▸ **Description of the task**
Lines from the one containing "Provide the location of each instance of the shorts" through the last line of the data are to be repeated word for word, both ends included.

####################

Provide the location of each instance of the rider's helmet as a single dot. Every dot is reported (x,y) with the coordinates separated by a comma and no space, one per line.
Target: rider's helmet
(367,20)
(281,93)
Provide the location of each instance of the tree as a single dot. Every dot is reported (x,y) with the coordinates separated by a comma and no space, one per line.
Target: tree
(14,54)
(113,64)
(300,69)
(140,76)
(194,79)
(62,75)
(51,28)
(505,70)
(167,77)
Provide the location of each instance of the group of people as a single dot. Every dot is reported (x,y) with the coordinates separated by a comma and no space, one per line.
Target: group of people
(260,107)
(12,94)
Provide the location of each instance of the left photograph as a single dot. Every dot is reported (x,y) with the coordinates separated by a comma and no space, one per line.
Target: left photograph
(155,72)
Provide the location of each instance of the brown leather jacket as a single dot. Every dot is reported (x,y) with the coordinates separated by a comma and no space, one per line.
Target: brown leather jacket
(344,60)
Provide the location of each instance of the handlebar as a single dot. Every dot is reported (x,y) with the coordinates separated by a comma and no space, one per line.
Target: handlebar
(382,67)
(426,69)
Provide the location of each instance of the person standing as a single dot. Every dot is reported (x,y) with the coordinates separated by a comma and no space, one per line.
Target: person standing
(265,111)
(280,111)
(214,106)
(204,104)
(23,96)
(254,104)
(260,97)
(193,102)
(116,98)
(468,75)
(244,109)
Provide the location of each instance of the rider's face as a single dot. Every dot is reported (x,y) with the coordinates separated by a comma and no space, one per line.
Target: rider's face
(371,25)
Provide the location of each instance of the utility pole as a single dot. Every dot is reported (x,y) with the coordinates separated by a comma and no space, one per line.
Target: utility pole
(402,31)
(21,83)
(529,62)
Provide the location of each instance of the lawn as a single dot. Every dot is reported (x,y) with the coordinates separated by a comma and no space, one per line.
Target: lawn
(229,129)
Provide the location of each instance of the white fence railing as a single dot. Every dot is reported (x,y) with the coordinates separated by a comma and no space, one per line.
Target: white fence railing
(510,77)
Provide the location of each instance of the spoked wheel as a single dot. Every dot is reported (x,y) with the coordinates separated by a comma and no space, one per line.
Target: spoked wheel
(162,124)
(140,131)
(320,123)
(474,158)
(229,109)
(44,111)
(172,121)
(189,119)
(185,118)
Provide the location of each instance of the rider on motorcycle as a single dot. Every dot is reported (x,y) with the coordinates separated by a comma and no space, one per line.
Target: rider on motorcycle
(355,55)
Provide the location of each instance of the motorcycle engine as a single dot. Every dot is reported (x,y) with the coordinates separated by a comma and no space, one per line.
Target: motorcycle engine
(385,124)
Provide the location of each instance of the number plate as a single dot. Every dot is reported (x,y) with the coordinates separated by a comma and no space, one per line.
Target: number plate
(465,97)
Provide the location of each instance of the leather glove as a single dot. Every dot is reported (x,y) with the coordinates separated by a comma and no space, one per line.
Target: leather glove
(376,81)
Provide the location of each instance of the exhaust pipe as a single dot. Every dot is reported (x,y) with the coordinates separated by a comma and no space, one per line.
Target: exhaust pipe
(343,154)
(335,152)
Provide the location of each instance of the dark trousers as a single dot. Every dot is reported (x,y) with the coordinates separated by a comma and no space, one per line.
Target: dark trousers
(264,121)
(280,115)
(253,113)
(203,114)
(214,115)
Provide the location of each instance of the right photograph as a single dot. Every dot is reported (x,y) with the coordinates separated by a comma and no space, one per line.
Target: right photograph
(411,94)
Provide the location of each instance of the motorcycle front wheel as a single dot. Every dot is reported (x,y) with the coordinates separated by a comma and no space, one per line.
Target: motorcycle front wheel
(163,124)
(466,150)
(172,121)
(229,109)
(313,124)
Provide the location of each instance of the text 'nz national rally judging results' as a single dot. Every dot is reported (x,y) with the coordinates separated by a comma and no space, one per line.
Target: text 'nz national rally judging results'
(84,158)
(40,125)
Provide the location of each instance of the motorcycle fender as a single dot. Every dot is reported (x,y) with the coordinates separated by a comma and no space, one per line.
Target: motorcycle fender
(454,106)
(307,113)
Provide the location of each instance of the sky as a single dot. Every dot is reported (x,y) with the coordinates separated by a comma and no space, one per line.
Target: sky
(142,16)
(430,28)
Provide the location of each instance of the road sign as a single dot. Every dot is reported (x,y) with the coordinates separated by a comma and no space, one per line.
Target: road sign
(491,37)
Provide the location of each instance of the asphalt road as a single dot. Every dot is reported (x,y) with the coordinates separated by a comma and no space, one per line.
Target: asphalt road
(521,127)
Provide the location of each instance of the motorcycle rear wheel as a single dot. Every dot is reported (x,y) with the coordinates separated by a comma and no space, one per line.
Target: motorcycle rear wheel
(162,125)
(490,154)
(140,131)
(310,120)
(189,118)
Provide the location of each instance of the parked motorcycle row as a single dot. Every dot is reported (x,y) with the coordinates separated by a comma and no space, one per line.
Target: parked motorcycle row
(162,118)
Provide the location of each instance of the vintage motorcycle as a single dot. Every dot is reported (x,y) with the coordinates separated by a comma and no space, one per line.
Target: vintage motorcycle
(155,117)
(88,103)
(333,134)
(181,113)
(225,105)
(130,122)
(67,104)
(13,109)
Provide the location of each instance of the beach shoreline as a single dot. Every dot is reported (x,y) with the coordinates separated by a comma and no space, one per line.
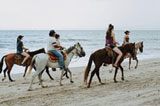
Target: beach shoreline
(140,87)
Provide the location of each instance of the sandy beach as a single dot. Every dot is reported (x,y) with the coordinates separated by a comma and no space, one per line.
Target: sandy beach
(141,87)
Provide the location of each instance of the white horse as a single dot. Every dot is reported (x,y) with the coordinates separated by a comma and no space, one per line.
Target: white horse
(40,61)
(139,46)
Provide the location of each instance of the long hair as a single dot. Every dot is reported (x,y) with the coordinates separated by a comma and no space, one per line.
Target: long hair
(109,31)
(19,38)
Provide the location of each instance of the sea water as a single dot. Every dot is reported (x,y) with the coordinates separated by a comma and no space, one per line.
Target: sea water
(90,40)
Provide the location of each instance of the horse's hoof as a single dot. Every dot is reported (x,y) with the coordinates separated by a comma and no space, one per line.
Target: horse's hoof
(115,81)
(72,81)
(102,83)
(52,78)
(12,80)
(44,86)
(30,89)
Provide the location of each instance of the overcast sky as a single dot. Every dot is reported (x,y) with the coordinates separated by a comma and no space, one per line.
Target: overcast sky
(80,14)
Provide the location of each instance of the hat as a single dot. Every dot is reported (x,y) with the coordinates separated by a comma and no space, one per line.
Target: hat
(20,36)
(51,32)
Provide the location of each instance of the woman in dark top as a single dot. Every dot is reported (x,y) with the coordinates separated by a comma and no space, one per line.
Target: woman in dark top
(126,37)
(20,48)
(111,42)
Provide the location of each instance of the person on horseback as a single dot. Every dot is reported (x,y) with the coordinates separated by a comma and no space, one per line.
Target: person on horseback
(52,47)
(111,42)
(58,42)
(20,48)
(126,37)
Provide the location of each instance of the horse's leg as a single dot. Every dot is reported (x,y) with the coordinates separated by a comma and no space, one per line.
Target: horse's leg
(129,63)
(70,74)
(122,72)
(4,73)
(25,71)
(47,71)
(40,79)
(33,77)
(136,63)
(97,73)
(61,77)
(65,74)
(9,70)
(115,74)
(92,74)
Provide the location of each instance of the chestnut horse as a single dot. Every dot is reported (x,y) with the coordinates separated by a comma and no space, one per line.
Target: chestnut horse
(101,56)
(14,58)
(138,46)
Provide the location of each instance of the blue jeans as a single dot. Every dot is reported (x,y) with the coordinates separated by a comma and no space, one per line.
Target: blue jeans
(60,57)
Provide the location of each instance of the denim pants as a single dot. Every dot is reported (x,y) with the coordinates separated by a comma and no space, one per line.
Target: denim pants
(60,57)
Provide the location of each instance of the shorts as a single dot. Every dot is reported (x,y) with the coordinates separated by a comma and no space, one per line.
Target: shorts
(111,46)
(20,52)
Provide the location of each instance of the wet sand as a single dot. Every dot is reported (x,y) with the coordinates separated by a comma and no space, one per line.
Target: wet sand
(141,87)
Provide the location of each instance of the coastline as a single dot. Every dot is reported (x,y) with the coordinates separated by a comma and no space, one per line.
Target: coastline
(140,87)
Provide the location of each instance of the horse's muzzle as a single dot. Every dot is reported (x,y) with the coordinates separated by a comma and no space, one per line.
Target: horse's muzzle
(134,58)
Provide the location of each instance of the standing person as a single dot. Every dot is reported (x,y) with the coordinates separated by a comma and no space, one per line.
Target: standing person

####################

▸ **Result of the task**
Provide the location of each instance of the shorts as a single dot. Every dot is reported (x,y) with the coordinates separated by a comma and no space, one per line.
Target: shorts
(111,46)
(20,52)
Provide the location of each instance of the wet sand as a single dot. Every dot is reported (x,y) with the coordinates separated by a comma and no space, one per line.
Target: wet sand
(141,87)
Provide the location of each instance of the coastline as a single dot. Every dot is reported (x,y) with the coordinates separated by a comma and no space, one per line.
Target: coastline
(140,87)
Provide the location of each instance of the horse's muzzle as a single dot. Every dot is reported (x,y) with the coordinates separated by a comma and no space, one per line.
Target: horse's muzzle
(134,58)
Provide the location of each instance of the standing person as a single dot. Every dot is reported (x,y) with the coordinates separated by a comma and no space, one per line.
Target: standing person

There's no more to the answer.